• _Request_
List every geographic location named in the news release below on media skepticism and rape myths.

News Release

Lack of media skepticism tied to belief in rape myths

Peer-Reviewed Publication

Cornell University

ITHACA, N.Y. - People who tend to recognize similarities between people they know and people depicted in the media are more likely to believe common myths about sexual assault, according to a new study co-led by a Cornell researcher.

The data, culled from more than 280 interviews with students at eight community colleges in the southeastern United States, suggests that media literacy education could help raise awareness about sexual violence, and improve sexual violence prevention programs on college campuses.

"There is work establishing connections between media that people consume and their beliefs about rape, but less is known about how people make sense of those media messages," said Kristen Elmore, assistant director of the Program for Research on Youth Development and Engagement in the College of Human Ecology's Bronfenbrenner Center for Translational Research. "And what we found is that there's a positive relationship between 'seeing other people I know in media,' and beliefs that endorse the myths that women who are raped are 'asking for it,' or that men never really intended to do it."

Elmore is first author of "Rape Myth Acceptance Reflects Perceptions of Media Portrayals as Similar to Others, But Not the Self," which published March 23 in the journal Violence Against Women. It was co-authored with researchers at Innovation Research and Training, an independent social sciences research firm in Durham, North Carolina, who conducted the survey in 2015.

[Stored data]

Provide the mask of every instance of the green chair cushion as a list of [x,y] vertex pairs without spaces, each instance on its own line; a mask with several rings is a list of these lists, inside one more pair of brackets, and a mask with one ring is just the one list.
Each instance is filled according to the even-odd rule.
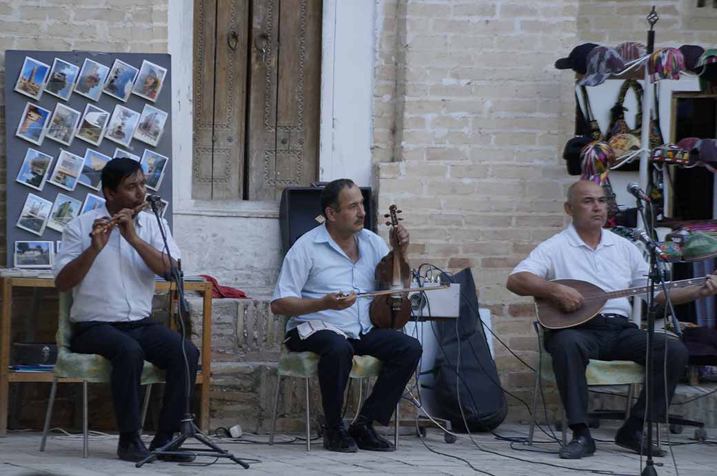
[[[543,380],[555,381],[553,359],[547,352],[542,353],[541,376]],[[645,381],[645,367],[631,361],[598,361],[590,359],[585,377],[588,385],[625,385]]]
[[[287,352],[279,356],[279,375],[308,379],[318,373],[319,356],[313,352]],[[353,356],[349,376],[363,379],[375,376],[381,371],[381,361],[371,356]]]
[[[82,379],[90,382],[108,383],[112,364],[102,356],[95,353],[75,353],[70,351],[72,325],[70,309],[72,296],[70,292],[60,293],[60,313],[57,318],[57,361],[53,372],[60,378]],[[164,381],[164,371],[145,361],[142,369],[142,385]]]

• _Reply_
Ithaca, N.Y.; the southeastern United States; Durham, North Carolina